Prof. Dr. Katharina Hilbig-Lugani
Gesetzestext
(1) Erfüllt der Schuldner die Verpflichtung nicht, eine Handlung vorzunehmen, deren Vornahme durch einen Dritten erfolgen kann, so ist der Gläubiger von dem Prozessgericht des ersten Rechtszuges auf Antrag zu ermächtigen, auf Kosten des Schuldners die Handlung vornehmen zu lassen.
(2) Der Gläubiger kann zugleich beantragen, den Schuldner zur Vorauszahlung der Kosten zu verurteilen, die durch die Vornahme der Handlung entstehen werden, unbeschadet des Rechts auf eine Nachforderung, wenn die Vornahme der Handlung einen größeren Kostenaufwand verursacht.
(3) Auf die Zwangsvollstreckung zur Erwirkung der Herausgabe oder Leistung von Sachen sind die vorstehenden Vorschriften nicht anzuwenden.

→ AUFGABE A
Schreibe den Abschnitt der Auflistung von der Zeile mit „bare twig — box each one“ bis zur Zeile mit „[647,225,787,316]“ neu. Ersetze darin „black trousers“ durch „dark trousers“ und lass alles Übrige unverändert.

→ VORLIEGENDE EINTRÄGE
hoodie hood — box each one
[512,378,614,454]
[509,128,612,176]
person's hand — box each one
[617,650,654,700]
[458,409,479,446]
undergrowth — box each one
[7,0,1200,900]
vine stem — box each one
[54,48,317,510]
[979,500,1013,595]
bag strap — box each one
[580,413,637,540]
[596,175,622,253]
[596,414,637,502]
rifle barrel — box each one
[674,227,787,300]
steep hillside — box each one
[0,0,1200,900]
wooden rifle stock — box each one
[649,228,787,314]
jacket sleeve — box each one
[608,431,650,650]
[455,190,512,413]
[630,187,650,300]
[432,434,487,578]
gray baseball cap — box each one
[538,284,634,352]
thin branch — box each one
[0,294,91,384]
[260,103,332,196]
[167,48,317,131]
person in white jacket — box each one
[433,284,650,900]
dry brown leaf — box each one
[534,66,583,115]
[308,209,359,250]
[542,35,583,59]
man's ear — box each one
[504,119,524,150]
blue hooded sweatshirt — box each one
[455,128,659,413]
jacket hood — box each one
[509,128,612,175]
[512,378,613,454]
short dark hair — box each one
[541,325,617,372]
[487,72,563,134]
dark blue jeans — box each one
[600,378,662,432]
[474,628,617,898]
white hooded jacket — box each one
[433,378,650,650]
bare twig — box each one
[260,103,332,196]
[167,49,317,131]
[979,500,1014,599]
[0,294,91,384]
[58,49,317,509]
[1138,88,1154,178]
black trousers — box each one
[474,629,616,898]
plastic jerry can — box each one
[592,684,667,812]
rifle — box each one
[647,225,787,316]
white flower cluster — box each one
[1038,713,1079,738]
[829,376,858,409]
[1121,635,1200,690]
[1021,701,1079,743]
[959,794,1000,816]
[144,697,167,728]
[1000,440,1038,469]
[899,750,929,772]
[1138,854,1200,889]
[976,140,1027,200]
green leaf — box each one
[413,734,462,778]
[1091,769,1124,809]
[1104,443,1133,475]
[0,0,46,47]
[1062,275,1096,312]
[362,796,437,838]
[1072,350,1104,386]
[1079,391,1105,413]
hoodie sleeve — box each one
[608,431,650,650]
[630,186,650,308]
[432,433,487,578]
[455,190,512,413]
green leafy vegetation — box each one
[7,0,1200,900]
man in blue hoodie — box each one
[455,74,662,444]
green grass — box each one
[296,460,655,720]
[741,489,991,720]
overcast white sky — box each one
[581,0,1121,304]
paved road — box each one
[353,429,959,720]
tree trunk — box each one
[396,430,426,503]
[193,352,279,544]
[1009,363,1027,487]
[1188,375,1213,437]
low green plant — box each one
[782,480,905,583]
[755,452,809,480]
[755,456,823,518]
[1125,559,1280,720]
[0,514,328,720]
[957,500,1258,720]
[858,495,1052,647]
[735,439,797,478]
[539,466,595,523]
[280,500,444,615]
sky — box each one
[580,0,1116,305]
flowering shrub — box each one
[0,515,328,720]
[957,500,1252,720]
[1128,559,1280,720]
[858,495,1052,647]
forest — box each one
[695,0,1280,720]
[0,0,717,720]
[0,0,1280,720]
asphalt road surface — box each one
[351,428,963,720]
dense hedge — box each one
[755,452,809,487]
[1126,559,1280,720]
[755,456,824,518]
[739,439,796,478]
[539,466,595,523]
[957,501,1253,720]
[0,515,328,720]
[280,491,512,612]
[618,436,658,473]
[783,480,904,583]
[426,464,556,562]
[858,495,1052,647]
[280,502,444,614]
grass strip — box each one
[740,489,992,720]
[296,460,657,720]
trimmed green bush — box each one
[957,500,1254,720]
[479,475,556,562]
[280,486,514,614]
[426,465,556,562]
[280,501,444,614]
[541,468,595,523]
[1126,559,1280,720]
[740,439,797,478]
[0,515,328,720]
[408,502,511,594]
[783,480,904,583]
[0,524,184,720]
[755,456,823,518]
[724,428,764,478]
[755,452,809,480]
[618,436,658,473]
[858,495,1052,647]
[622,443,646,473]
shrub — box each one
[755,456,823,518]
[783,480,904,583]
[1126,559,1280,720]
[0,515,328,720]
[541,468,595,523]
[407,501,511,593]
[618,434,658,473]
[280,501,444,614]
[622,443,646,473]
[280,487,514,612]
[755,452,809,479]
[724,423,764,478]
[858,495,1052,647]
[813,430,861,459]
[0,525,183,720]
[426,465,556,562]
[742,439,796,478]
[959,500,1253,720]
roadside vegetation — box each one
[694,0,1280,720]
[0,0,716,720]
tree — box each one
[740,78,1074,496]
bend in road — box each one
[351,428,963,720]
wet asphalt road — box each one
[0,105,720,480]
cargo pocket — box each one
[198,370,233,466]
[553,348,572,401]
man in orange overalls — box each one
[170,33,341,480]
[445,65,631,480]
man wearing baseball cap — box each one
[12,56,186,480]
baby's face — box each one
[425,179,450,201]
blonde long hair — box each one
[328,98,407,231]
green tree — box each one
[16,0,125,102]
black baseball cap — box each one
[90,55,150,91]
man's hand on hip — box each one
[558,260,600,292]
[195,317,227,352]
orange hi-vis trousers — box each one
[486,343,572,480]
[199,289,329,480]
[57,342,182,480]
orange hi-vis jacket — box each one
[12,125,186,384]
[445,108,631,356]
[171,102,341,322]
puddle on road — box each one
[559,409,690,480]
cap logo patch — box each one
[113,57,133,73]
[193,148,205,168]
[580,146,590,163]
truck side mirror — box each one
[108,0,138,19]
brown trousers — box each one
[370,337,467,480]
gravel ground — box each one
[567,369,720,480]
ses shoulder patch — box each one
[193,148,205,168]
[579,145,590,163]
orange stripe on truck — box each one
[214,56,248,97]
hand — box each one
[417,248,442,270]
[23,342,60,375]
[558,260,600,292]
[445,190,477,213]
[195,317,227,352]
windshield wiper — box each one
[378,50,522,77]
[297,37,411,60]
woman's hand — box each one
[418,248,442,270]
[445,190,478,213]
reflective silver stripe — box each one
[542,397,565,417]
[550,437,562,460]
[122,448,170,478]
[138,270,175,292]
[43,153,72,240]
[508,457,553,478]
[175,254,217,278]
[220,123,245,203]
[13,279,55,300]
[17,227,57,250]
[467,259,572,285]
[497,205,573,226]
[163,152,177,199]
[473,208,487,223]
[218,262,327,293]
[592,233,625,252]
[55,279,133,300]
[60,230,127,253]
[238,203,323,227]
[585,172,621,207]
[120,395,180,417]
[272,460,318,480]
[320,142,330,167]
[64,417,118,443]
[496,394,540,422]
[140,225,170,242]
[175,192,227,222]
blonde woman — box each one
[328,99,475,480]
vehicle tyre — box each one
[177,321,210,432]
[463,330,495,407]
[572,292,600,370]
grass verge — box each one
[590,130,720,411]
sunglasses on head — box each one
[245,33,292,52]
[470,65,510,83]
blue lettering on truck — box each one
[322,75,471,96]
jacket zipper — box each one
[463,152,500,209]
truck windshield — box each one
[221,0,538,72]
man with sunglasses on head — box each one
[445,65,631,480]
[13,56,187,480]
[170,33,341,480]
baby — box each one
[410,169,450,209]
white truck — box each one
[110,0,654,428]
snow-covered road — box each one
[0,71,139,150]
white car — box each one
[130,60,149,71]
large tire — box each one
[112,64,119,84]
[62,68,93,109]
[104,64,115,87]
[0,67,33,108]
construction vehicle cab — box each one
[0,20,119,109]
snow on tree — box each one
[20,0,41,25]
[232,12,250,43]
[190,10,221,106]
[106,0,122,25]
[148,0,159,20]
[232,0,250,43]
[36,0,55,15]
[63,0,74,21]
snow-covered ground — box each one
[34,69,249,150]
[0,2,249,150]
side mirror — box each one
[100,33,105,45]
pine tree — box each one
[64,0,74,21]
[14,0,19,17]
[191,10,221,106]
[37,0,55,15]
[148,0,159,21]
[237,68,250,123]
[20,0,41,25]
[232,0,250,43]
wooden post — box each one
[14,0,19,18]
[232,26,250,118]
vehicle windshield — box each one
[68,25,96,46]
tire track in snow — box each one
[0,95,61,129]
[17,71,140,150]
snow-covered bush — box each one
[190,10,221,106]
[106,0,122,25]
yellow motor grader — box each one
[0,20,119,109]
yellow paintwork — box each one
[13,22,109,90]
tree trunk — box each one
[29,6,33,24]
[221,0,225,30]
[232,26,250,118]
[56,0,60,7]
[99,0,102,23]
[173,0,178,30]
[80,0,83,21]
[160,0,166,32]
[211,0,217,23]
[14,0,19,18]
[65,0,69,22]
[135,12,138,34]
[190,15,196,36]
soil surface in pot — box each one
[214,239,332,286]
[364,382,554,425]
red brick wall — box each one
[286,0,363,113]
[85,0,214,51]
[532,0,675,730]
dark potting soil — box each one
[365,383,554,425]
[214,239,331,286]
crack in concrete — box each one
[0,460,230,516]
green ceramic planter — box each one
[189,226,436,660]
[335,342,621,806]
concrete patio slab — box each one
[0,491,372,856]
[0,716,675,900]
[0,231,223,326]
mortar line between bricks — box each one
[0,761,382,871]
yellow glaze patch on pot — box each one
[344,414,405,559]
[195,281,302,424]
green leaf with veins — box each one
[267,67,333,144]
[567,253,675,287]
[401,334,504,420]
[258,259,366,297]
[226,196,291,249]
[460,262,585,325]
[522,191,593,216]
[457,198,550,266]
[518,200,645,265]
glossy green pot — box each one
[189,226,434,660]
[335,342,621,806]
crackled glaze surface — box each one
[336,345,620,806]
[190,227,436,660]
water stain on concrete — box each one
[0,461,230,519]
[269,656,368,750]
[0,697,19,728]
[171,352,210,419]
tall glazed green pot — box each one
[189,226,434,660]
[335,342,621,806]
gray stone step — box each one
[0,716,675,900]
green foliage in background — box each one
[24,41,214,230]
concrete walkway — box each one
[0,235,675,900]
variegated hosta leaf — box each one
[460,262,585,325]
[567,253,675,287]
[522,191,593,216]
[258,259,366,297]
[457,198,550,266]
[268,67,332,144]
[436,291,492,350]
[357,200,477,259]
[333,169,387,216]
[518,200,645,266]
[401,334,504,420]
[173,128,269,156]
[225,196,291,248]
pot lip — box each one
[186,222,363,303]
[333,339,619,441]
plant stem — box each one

→ AUFGABE B
Wiederhole den zitierten Text zur Ersatzvornahme vollständig und ohne jede Änderung.

→ ANTWORT A
bare twig — box each one
[260,103,332,196]
[167,49,317,131]
[979,500,1014,599]
[0,294,91,384]
[58,49,317,509]
[1138,88,1154,178]
dark trousers — box each one
[474,629,616,898]
plastic jerry can — box each one
[592,684,667,812]
rifle — box each one
[647,225,787,316]

→ ANTWORT B
Prof. Dr. Katharina Hilbig-Lugani
Gesetzestext
(1) Erfüllt der Schuldner die Verpflichtung nicht, eine Handlung vorzunehmen, deren Vornahme durch einen Dritten erfolgen kann, so ist der Gläubiger von dem Prozessgericht des ersten Rechtszuges auf Antrag zu ermächtigen, auf Kosten des Schuldners die Handlung vornehmen zu lassen.
(2) Der Gläubiger kann zugleich beantragen, den Schuldner zur Vorauszahlung der Kosten zu verurteilen, die durch die Vornahme der Handlung entstehen werden, unbeschadet des Rechts auf eine Nachforderung, wenn die Vornahme der Handlung einen größeren Kostenaufwand verursacht.
(3) Auf die Zwangsvollstreckung zur Erwirkung der Herausgabe oder Leistung von Sachen sind die vorstehenden Vorschriften nicht anzuwenden.